**** Exercise materials

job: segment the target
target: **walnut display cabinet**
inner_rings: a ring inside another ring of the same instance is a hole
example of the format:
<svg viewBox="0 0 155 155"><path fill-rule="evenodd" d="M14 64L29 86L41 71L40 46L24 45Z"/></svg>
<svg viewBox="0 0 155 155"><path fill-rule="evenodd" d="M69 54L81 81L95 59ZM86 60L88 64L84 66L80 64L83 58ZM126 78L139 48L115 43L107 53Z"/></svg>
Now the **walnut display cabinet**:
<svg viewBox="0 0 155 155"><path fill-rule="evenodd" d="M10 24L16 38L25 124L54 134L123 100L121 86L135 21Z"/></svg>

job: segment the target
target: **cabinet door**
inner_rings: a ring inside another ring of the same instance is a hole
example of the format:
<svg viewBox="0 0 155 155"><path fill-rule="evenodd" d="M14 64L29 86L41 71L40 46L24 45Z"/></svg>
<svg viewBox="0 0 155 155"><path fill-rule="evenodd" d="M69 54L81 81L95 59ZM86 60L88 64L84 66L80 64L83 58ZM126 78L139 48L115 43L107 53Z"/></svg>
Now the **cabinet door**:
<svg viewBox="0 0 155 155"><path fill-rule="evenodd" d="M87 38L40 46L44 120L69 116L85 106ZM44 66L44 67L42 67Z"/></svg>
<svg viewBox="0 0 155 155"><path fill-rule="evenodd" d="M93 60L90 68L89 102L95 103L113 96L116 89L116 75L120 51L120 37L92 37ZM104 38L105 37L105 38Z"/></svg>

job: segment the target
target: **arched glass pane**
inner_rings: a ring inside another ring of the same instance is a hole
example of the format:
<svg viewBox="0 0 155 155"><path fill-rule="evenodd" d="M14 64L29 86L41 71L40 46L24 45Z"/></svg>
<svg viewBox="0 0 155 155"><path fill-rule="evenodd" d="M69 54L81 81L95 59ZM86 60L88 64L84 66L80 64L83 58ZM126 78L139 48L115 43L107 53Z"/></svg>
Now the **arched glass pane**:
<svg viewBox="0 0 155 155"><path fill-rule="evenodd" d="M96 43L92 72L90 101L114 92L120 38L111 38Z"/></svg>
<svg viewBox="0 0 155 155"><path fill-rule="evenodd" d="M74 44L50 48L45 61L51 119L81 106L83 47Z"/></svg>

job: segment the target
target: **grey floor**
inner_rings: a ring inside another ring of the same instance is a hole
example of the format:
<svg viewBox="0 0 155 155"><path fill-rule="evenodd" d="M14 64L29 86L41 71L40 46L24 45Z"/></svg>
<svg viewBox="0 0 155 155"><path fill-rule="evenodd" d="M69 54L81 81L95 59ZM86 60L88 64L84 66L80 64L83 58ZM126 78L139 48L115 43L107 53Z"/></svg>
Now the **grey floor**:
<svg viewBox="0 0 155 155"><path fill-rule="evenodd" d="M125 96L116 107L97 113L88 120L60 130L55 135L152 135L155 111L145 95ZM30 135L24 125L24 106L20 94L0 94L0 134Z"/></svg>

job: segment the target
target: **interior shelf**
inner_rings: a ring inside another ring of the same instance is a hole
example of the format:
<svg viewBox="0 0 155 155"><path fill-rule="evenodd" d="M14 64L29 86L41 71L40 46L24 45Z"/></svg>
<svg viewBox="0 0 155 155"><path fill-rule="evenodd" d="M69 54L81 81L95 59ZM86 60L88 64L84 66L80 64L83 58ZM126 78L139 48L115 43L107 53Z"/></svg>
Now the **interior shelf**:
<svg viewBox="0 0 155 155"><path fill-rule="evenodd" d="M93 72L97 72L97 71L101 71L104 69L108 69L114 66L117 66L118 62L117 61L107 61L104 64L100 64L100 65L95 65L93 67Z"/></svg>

********

■ **What you have to do**
Copy out all of the records above line for line, without changing anything.

■ **Full answer**
job: segment the target
target: **walnut display cabinet**
inner_rings: a ring inside another ring of the same instance is a hole
example of the format:
<svg viewBox="0 0 155 155"><path fill-rule="evenodd" d="M14 64L29 86L41 71L40 46L24 45Z"/></svg>
<svg viewBox="0 0 155 155"><path fill-rule="evenodd" d="M69 54L81 81L95 59ZM86 60L88 64L84 66L80 64L83 58ZM126 78L139 48L115 43L107 53Z"/></svg>
Now the **walnut display cabinet**:
<svg viewBox="0 0 155 155"><path fill-rule="evenodd" d="M10 24L16 38L25 124L54 134L123 100L121 86L135 21Z"/></svg>

job: segment the target
target: **cabinet door**
inner_rings: a ring inside another ring of the same instance is a hole
example of the format:
<svg viewBox="0 0 155 155"><path fill-rule="evenodd" d="M14 64L29 86L41 71L40 46L24 45Z"/></svg>
<svg viewBox="0 0 155 155"><path fill-rule="evenodd" d="M69 54L81 81L95 59ZM86 60L88 64L84 66L80 64L83 58ZM126 78L139 48L115 43L107 53Z"/></svg>
Now the **cabinet door**:
<svg viewBox="0 0 155 155"><path fill-rule="evenodd" d="M87 38L40 46L44 120L69 116L85 106ZM44 66L44 67L42 67Z"/></svg>
<svg viewBox="0 0 155 155"><path fill-rule="evenodd" d="M93 60L90 68L89 102L95 103L113 96L116 89L116 75L120 51L120 37L92 37ZM104 38L105 37L105 38Z"/></svg>

job: segment the target
target: **arched glass pane**
inner_rings: a ring inside another ring of the same instance is a hole
example of the format:
<svg viewBox="0 0 155 155"><path fill-rule="evenodd" d="M14 64L29 86L41 71L40 46L24 45Z"/></svg>
<svg viewBox="0 0 155 155"><path fill-rule="evenodd" d="M69 54L81 81L95 59ZM86 60L88 64L84 66L80 64L83 58ZM126 78L139 48L115 43L107 53Z"/></svg>
Now the **arched glass pane**:
<svg viewBox="0 0 155 155"><path fill-rule="evenodd" d="M96 43L92 72L90 101L114 92L120 38L111 38Z"/></svg>
<svg viewBox="0 0 155 155"><path fill-rule="evenodd" d="M74 44L50 48L45 61L51 119L81 106L83 47Z"/></svg>

job: segment the target
target: **grey floor**
inner_rings: a ring inside another ring of the same instance is a hole
example of the format:
<svg viewBox="0 0 155 155"><path fill-rule="evenodd" d="M14 64L29 86L41 71L40 46L24 45Z"/></svg>
<svg viewBox="0 0 155 155"><path fill-rule="evenodd" d="M69 54L81 81L95 59ZM86 60L88 64L84 66L80 64L83 58ZM126 78L139 48L115 43L107 53Z"/></svg>
Now the **grey floor**:
<svg viewBox="0 0 155 155"><path fill-rule="evenodd" d="M125 96L116 107L97 113L88 120L60 130L55 135L152 135L155 111L145 95ZM30 135L24 125L24 106L20 94L0 94L0 134Z"/></svg>

job: segment the target
target: **interior shelf**
inner_rings: a ring inside another ring of the same instance is a hole
example of the format:
<svg viewBox="0 0 155 155"><path fill-rule="evenodd" d="M14 64L29 86L41 71L40 46L24 45Z"/></svg>
<svg viewBox="0 0 155 155"><path fill-rule="evenodd" d="M69 54L81 81L95 59ZM86 60L88 64L84 66L80 64L83 58ZM126 78L139 48L115 43L107 53Z"/></svg>
Now the **interior shelf**:
<svg viewBox="0 0 155 155"><path fill-rule="evenodd" d="M93 72L97 72L97 71L101 71L104 69L108 69L114 66L117 66L118 62L117 61L107 61L104 64L100 64L100 65L95 65L93 67Z"/></svg>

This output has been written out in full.